Package diskann implements a pure Go DiskANN (Vamana) index for disk-resident approximate nearest neighbor search on billion-scale datasets.

Key design: graph topology + PQ codes reside in RAM (~100 bytes/vector), while raw embeddings live on disk (mmap) and are fetched only for final reranking. This gives 8-16x RAM reduction compared to in-memory HNSW.

Algorithm reference: Subramanya et al., "DiskANN: Fast Accurate Billion-point Nearest Neighbor Search on a Single Node", NeurIPS 2019.

Index

Constants

View Source 
const DiskANNMagic uint32 = 0x444B414E // "DKAN"

DiskANNMagic identifies a gleann DiskANN index file.

View Source 
const DiskANNVersion uint32 = 1

DiskANNVersion is the current format version.

Variables

This section is empty.

Functions

func ADCDistance 

func ADCDistance(table [][]float32, codes []byte) float32

ADCDistance computes the approximate distance from a query to a PQ-encoded vector using a precomputed distance table. O(M) operations.

func CosineDistance 

func CosineDistance(a, b []float32) float32

CosineDistance computes 1 - cosine_similarity.

PARTS OF THE EXERCISE -
- 1) According to the passage on the Go DiskANN package, why does this index need 8-16x less RAM than in-memory HNSW?
- 2) Render the listing below as a Markdown table with the columns Row and Line. Give the rows consecutive numbers, skip blank lines, and leave the picture out.

ITEMS -
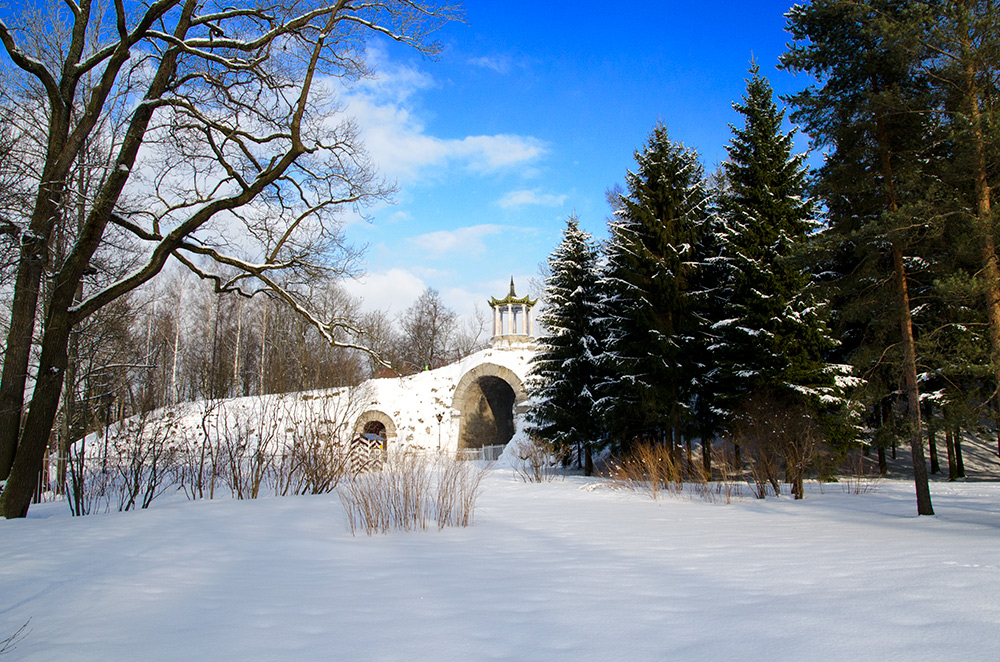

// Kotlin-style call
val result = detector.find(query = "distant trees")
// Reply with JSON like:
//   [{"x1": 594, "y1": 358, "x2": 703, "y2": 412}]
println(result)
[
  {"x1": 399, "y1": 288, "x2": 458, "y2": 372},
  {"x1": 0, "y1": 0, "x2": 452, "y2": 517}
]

WRITTEN ANSWERS -
- 1) Only the graph topology and PQ codes are kept in RAM, at about 100 bytes per vector. The raw embeddings stay on disk through mmap and are read only for the final reranking.

- 2)
| Row | Line |
|---|---|
| 1 | // Kotlin-style call |
| 2 | val result = detector.find(query = "distant trees") |
| 3 | // Reply with JSON like: |
| 4 | //   [{"x1": 594, "y1": 358, "x2": 703, "y2": 412}] |
| 5 | println(result) |
| 6 | [ |
| 7 |   {"x1": 399, "y1": 288, "x2": 458, "y2": 372}, |
| 8 |   {"x1": 0, "y1": 0, "x2": 452, "y2": 517} |
| 9 | ] |